Information supplied:

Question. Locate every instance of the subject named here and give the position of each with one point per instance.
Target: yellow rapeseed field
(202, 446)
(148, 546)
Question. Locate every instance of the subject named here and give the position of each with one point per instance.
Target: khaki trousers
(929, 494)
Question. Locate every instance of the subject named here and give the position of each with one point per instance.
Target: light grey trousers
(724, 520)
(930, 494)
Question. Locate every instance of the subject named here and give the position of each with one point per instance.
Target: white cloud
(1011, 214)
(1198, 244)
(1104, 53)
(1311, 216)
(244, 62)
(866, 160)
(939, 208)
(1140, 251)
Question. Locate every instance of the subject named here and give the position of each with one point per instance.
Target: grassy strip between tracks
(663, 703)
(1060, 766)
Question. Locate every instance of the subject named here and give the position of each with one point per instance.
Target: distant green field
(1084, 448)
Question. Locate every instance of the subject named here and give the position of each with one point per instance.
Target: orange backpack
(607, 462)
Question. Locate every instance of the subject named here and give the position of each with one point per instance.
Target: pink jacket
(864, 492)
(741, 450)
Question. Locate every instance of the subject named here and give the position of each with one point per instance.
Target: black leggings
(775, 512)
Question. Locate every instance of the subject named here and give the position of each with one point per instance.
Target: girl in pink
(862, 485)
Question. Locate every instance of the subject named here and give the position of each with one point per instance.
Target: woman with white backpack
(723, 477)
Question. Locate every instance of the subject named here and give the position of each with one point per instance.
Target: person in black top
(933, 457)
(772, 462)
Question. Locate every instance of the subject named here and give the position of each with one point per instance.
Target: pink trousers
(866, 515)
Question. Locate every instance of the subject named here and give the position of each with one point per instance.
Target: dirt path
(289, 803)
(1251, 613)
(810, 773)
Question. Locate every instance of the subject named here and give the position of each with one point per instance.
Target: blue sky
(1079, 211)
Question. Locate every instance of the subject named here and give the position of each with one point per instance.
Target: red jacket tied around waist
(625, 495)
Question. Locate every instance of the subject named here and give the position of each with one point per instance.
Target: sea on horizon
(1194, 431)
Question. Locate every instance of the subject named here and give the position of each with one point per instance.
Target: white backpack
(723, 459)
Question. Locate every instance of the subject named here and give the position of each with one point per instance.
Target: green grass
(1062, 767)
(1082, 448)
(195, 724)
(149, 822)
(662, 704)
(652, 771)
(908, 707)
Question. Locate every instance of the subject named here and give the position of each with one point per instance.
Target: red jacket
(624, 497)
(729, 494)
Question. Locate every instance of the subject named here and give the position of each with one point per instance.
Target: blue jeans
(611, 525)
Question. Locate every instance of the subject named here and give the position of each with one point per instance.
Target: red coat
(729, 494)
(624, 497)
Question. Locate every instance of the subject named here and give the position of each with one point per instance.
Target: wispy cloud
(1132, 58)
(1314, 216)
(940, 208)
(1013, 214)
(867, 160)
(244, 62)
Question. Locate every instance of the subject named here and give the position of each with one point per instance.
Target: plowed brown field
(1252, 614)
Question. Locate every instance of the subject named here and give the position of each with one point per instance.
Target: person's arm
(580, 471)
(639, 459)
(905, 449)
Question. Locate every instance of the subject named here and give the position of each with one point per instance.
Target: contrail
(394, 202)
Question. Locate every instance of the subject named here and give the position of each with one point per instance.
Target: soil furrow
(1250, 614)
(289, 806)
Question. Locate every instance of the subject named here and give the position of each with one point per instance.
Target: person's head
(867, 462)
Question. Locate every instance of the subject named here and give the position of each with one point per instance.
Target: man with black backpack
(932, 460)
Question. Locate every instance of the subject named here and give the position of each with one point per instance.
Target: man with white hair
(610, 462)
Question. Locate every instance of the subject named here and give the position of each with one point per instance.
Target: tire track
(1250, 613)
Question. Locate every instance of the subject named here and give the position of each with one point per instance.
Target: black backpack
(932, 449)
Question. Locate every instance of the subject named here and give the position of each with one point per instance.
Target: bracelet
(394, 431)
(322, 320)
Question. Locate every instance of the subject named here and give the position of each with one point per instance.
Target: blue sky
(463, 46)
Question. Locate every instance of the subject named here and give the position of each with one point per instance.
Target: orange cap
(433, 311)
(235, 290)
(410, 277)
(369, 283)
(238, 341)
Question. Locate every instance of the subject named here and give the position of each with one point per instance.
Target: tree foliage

What is needed:
Every entry should be printed again exactly as written.

Result of this exercise:
Question. Locate every instance of the subject named here and give the position of each with one point per instance.
Target: yellow rapeseed field
(202, 446)
(148, 546)
Question. Locate every instance of the subject named here and give the position of each with one point per instance.
Target: khaki trousers
(929, 494)
Question. Locate every instance of the subject named here and give the position of each with one point per instance.
Target: light grey trousers
(724, 520)
(930, 494)
Question. Locate every instance of the subject named here and give the position of each with one point per instance.
Target: white cloud
(1011, 214)
(1198, 244)
(1104, 53)
(1311, 216)
(244, 62)
(866, 160)
(939, 208)
(1140, 251)
Question. Locate every instance of the subject named here and give the position of each with one point per instance.
Target: grassy strip between tracks
(663, 703)
(1060, 766)
Question. Locate every instance of the subject named here and give the position of each with one point per instance.
Target: distant green field
(1084, 448)
Question. Locate every instance of the subject named here and give the position of each with one point per instance.
Target: orange backpack
(607, 462)
Question. Locate every instance of the subject named here and give the position of each with one point per instance.
Target: pink jacket
(864, 492)
(741, 450)
Question. Locate every instance of the subject named here and give the position of each with one point per instance.
Target: black leggings
(775, 512)
Question. Locate every instance of the subject named here and give the position of each with one point per instance.
Target: girl in pink
(862, 485)
Question. Locate every instance of the subject named here and give the position of each with one point per instance.
Target: woman with white backpack
(723, 477)
Question. Locate every instance of the subject named here and give the position of each with one point per instance.
Target: person in black top
(933, 457)
(772, 462)
Question. Locate every instance of the subject named here and give the position of each with one point per instance.
Target: pink trousers
(866, 515)
Question. Locate every instance of the subject named here and give the position of each with one point per instance.
Target: dirt path
(289, 803)
(1251, 613)
(810, 773)
Question. Locate every instance of the subject named here and give the position of each with one point per instance.
Target: blue sky
(1079, 211)
Question. Locate every instance of the subject named here and give the position of each with one point per instance.
Target: red jacket tied around waist
(625, 495)
Question. Locate every instance of the subject named here and give the position of each with one point per instance.
Target: sea on horizon
(1194, 431)
Question. Locate every instance of the subject named here and give the position of each with one point per instance.
Target: white backpack
(723, 459)
Question. Locate every instance of the subject named here and give the position of each with one point per instance.
Target: green grass
(1062, 767)
(1082, 448)
(195, 724)
(149, 822)
(662, 704)
(652, 771)
(908, 707)
Question. Locate every instance of the subject named here and give the position of each with one point per instance.
Target: red jacket
(624, 497)
(729, 494)
Question. Locate every instance of the subject named here and give the position of each with one point per instance.
Target: blue jeans
(611, 525)
Question. Locate every instance of the subject named here and give the position of each with one point per instance.
Target: red coat
(729, 494)
(624, 497)
Question. Locate every instance of the subject named here and give the position of each with one point per instance.
Target: wispy cloud
(1132, 58)
(1314, 216)
(940, 208)
(1013, 214)
(867, 160)
(244, 62)
Question. Locate every instance of the subject named here and give the position of each with one point per instance.
Target: plowed brown field
(1252, 614)
Question. Locate every instance of the subject named here and give the position of each with one point per instance.
Target: person's arm
(580, 471)
(639, 459)
(905, 449)
Question. Locate every instance of the subject named here and give the position of each with one point per instance.
Target: contrail
(394, 202)
Question. Locate every instance of the subject named here and give the position of each with one point per instance.
Target: soil furrow
(1250, 614)
(289, 806)
Question. Locate every instance of the subject named here and give the position of each with one point per instance.
Target: person's head
(867, 462)
Question. Locate every instance of the subject named here and give the position of each with one point per instance.
Target: man with black backpack
(932, 460)
Question. Locate every instance of the subject named here and give the position of each with one point per instance.
Target: man with white hair
(610, 462)
Question. Locate every instance of the subject named here and give the position of each with one point per instance.
Target: tire track
(1250, 613)
Question. Locate every instance of the subject named here and give the position of each with one point per instance.
Target: black backpack
(932, 449)
Question. Locate every instance of the subject named here and give the position of each with one point per instance.
Target: bracelet
(394, 431)
(322, 320)
Question. Locate every instance of the subject named here and give the position of each with one point per instance.
Target: blue sky
(463, 46)
Question. Locate every instance of the subject named here and give the position of each with one point per instance.
Target: orange cap
(433, 311)
(235, 290)
(410, 277)
(369, 283)
(238, 341)
Question. Locate every instance of the subject named here and give the position of each with one point per instance.
Target: tree foliage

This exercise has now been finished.